- Problem description:
Please answer these from the text on diffusion and concentration gradients below, giving each answer on its own line:
(a) What is the state called in which two solutions have equal concentrations and no net flow?
(b) In the Figure 6 graph, what does the magenta line represent?
(c) What do membrane proteins that act like "pumps" use energy to do?

- Excerpt to read:
Diffusion and Concentration Gradients

The direction of the passage of particles through the channel is also dependent on concentration gradients. A concentration gradient exists whenever a concentrated solution is in contact with a less concentrated solution. Because the solutions are in contact, particles may flow between the two solutions (or between two regions of the same solution) by the process known as diffusion. Diffusion is a term used to describe the mixing of two different substances that are placed in contact. The substances may be gases, liquids, or solids. Diffusion is the migrating by random motion of these different particles. Although particles move in every direction, there is a net flow from the more concentrated solution to the less concentrated solution ("down the concentration gradient"). As the number of particles in the more concentrated solution diminishes and the number of particles in the less concentrated increases, the difference in concentration between the two solutions decreases. Hence, the concentration gradient is said to get smaller (Movie 1). All else being equal, the concentrations of the solutions change more rapidly when the difference in their concentrations is greater. This diffusion process continues until the concentrations of the two solutions are equal. This state is known as dynamic equilibrium. When the two solutions are in dynamic equilibrium, particles continue to move between the two solutions, but there is no net flow in any one direction, i.e., the concentrations do not change.

equillibrium

Figure 6

The graph at the top of this figure plots the time course of the changes in concentration that occur after a solution (A) with a 1.0 M concentration of some particle is placed in contact (via a semipermeable membrane) with another solution with a 0.0 M concentration of the particle. The blue line represents the concentration of the particle in solution A, and the magenta line represents the concentration of the particle in solution B. Over time, the concentrations become equal and no longer change; at this point, the solutions are said to be in dynamic equilibrium.

The schematic at the bottom shows the two solutions approximately 2 seconds after the solutions are placed in contact with one another.

To view a QuickTime movie showing the movement of the particles by diffusion between these two solutions, please click on the pink button below. Click the blue button below to download QuickTime 6.5 to view the movie.

In biological systems such as the kidney, the two solutions are often separated by a membrane. Protein channels in the membrane allow particles to cross the membrane, flowing "down the concentration gradient" until equilibrium is reached. Sometimes these channels may be closed, so that particles will not travel across the membrane, even if there is a strong concentration gradient. (In effect, the two solutions are no longer in contact when the channels are closed.) In other cases, the proteins in the membranes act like "pumps," using energy to move particles "against the concentration gradient" (i.e., so the more concentrated solution becomes even more concentrated); examples are the light-driven proton pump that occurs in the photosynthetic thylakoid membrane discussed in the introduction to the Experiment, the proton pumps used in the synthesis of ATP, the body's energy currency (which you will encounter in the tutorial entitled "Energy for the Body: Oxidative Phosphorylation"), and the sodium pumps discussed below.

- Information supplied:
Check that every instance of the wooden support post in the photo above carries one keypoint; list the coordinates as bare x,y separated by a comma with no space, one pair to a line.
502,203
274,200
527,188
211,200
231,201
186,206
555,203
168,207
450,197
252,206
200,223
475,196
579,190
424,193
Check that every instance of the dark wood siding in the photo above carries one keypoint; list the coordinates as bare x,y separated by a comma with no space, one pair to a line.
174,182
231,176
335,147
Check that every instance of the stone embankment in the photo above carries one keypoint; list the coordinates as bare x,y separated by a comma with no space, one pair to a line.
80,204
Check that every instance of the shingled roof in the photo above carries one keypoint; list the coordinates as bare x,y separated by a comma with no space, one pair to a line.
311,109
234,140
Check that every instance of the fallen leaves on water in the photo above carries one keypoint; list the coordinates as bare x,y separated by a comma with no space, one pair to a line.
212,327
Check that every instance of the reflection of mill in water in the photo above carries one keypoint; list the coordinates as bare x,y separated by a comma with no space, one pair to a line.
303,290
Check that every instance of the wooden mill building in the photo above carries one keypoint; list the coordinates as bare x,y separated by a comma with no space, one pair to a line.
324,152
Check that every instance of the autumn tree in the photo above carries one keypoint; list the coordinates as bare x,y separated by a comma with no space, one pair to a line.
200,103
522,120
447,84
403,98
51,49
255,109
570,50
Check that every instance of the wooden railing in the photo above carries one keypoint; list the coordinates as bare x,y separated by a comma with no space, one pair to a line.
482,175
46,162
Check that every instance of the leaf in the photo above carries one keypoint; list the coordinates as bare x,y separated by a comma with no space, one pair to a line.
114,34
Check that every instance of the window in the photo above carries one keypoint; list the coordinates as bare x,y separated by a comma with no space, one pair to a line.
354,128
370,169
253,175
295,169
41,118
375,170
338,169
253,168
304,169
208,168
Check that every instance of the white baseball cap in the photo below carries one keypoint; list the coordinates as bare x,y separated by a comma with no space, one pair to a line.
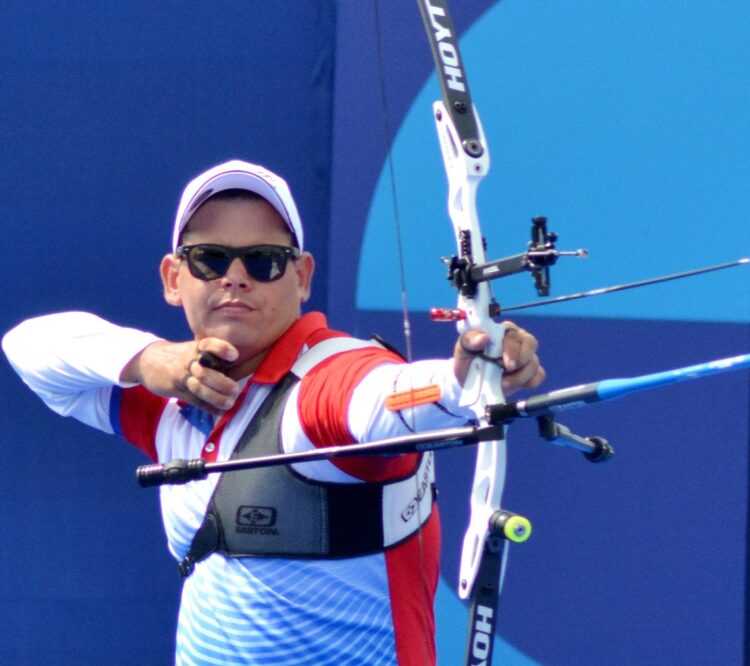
238,175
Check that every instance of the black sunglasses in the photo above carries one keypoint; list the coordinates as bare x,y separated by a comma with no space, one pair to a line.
264,263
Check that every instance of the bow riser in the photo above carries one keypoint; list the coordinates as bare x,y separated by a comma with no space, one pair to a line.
483,383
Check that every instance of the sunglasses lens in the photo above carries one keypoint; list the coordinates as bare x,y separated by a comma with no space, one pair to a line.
264,263
265,266
207,262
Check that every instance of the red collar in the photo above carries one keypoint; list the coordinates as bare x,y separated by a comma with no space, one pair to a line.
308,330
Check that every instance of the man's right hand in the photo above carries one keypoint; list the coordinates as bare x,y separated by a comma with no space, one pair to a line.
173,370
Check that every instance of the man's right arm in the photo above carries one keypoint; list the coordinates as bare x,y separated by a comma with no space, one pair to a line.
72,360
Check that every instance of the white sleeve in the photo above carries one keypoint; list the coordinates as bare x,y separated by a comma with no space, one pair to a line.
72,360
369,419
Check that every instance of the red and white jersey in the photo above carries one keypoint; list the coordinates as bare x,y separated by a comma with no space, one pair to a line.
375,609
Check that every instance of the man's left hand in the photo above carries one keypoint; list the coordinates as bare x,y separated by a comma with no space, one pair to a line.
522,368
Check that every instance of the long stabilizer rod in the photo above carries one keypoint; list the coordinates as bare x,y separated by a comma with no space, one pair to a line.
182,471
609,389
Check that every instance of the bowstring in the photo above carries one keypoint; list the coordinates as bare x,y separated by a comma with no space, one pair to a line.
406,319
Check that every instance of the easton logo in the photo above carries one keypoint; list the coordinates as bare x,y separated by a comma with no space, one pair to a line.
446,47
256,520
412,507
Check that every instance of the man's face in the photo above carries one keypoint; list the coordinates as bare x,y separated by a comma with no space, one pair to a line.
249,314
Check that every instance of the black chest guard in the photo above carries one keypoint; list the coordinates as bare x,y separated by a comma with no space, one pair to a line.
275,512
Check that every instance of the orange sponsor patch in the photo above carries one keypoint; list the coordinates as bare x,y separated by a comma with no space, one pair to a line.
413,398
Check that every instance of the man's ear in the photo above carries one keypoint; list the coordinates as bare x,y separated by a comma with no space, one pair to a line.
305,267
168,269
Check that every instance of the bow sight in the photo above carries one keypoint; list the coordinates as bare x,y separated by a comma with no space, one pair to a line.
464,274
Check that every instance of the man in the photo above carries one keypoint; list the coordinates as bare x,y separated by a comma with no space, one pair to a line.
319,564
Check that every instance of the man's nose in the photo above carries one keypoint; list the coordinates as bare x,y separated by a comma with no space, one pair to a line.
236,275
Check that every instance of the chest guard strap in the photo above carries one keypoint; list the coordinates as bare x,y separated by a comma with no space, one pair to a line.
276,512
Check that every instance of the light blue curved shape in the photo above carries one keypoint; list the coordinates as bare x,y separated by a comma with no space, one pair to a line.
450,629
625,123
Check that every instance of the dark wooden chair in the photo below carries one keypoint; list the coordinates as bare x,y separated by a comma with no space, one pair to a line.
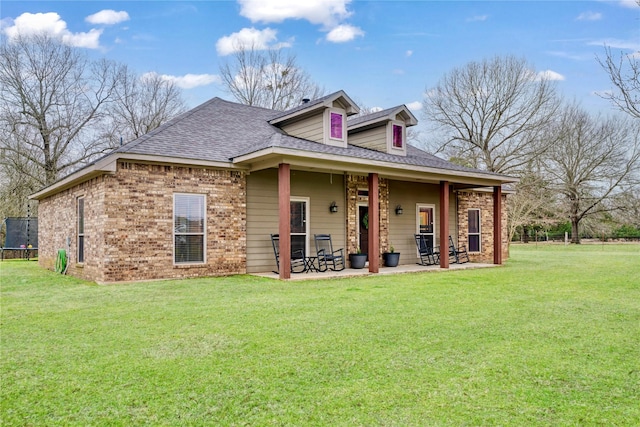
327,257
428,255
298,262
458,255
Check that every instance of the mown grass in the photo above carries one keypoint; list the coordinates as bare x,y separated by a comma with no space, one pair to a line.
551,338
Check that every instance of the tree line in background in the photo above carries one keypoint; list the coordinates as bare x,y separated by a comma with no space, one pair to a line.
60,111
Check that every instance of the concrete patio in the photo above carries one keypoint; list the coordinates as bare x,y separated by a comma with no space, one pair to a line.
401,269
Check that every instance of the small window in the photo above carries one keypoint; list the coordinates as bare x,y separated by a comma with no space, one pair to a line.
474,230
189,228
80,247
398,140
336,126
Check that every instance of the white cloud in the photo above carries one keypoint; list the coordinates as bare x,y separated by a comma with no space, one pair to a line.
344,33
617,44
51,24
549,75
107,17
324,12
628,3
248,37
478,18
589,16
188,81
414,106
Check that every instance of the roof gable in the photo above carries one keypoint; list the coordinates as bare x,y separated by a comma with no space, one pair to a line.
317,106
380,118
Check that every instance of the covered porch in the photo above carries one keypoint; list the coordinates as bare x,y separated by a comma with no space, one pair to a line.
278,182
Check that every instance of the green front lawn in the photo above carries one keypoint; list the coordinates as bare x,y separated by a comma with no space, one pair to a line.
551,338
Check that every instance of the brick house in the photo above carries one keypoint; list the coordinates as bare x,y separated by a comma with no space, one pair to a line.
201,194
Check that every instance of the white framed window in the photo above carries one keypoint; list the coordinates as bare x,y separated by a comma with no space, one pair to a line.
473,230
426,223
335,127
299,208
80,225
189,228
396,138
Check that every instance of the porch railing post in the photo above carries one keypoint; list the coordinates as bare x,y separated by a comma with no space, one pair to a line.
284,224
444,224
497,224
374,224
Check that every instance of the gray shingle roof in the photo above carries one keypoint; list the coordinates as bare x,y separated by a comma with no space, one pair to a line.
220,130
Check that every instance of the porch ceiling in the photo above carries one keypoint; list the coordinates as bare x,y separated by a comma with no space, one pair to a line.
327,163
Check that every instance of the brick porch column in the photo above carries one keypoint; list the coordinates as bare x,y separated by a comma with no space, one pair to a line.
284,225
444,224
497,224
374,224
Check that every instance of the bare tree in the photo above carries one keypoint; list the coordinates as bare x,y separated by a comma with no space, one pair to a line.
50,98
493,113
624,73
268,79
594,163
531,204
141,104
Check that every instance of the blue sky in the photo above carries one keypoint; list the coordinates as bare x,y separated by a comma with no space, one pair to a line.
382,53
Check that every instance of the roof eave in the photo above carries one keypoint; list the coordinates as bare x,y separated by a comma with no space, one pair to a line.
269,157
108,166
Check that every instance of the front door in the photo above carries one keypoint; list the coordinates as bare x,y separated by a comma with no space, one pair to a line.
425,222
363,228
299,225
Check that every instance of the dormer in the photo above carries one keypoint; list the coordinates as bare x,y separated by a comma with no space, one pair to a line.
322,120
384,131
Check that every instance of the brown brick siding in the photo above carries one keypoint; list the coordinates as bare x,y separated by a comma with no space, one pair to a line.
129,220
483,201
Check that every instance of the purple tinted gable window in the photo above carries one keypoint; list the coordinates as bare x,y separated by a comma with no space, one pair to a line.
336,125
397,136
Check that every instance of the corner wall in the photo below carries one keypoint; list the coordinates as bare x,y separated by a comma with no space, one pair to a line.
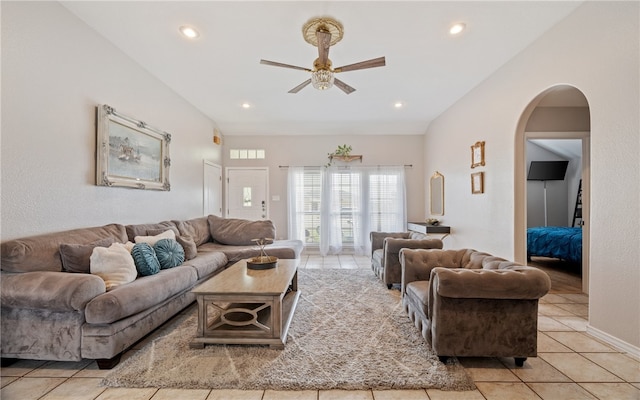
55,71
595,49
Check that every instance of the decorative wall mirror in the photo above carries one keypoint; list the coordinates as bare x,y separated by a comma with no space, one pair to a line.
436,189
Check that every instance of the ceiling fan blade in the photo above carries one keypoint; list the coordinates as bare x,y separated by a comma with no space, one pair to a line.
277,64
324,42
300,86
343,86
375,62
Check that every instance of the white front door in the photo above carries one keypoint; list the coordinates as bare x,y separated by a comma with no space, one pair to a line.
247,193
212,196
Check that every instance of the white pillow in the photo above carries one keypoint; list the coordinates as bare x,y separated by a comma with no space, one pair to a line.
113,264
129,245
151,240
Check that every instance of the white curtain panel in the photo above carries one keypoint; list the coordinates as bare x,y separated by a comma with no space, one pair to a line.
354,201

- Exercise solution:
(a) Dynamic equilibrium.
(b) The concentration of the particle in solution B.
(c) Move particles "against the concentration gradient," so the more concentrated solution becomes even more concentrated.